**Exercise description:**
Without including any pictures, write out all the records word for word.

**Given records:**
----
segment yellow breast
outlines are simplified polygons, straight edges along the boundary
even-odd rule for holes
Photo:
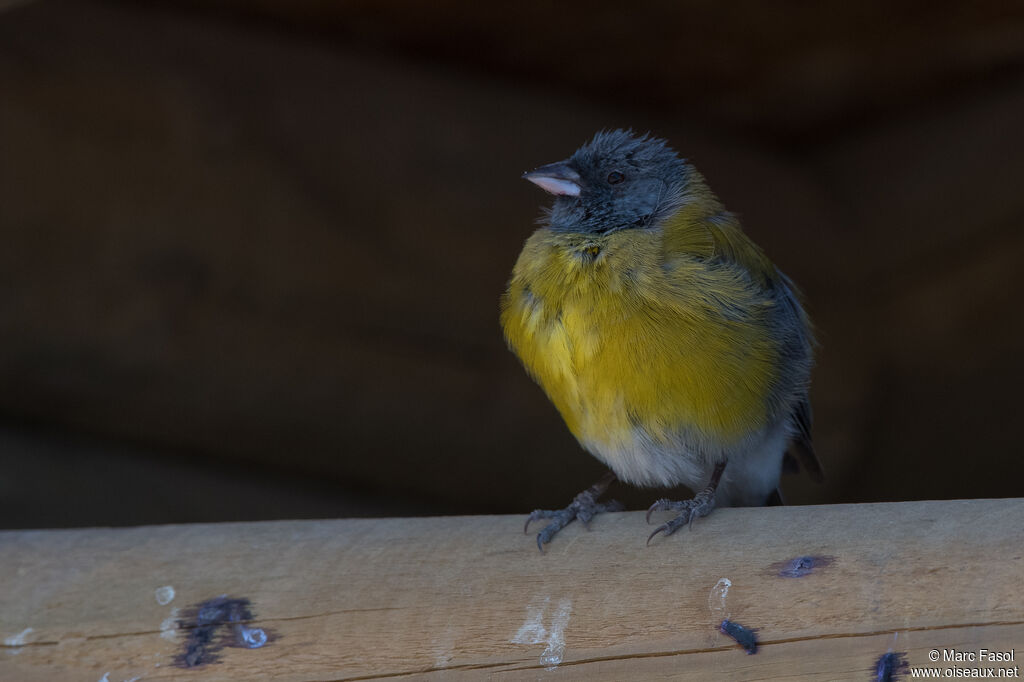
[[[766,426],[778,358],[768,304],[741,269],[679,238],[541,229],[513,270],[509,345],[592,452],[637,428],[724,447]]]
----
**Output for this task:**
segment yellow breast
outlines are simplified polygons, straight edges along the boundary
even-odd rule for holes
Photo:
[[[766,426],[778,358],[768,304],[741,269],[679,238],[541,229],[513,270],[509,345],[592,452],[637,428],[724,447]]]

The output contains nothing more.